**Records from a data collection:**
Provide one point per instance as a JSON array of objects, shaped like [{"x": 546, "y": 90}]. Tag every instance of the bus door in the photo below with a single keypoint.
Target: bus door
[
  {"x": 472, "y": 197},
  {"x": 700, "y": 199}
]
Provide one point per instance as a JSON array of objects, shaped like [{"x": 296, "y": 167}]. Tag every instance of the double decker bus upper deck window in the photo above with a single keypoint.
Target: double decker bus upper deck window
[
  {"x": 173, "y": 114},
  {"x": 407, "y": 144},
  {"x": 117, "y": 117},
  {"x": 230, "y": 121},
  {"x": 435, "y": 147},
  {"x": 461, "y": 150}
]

**TO DO:**
Please work out how many lines in the data include "photo"; write that number only.

**YOUR SOLUTION:**
2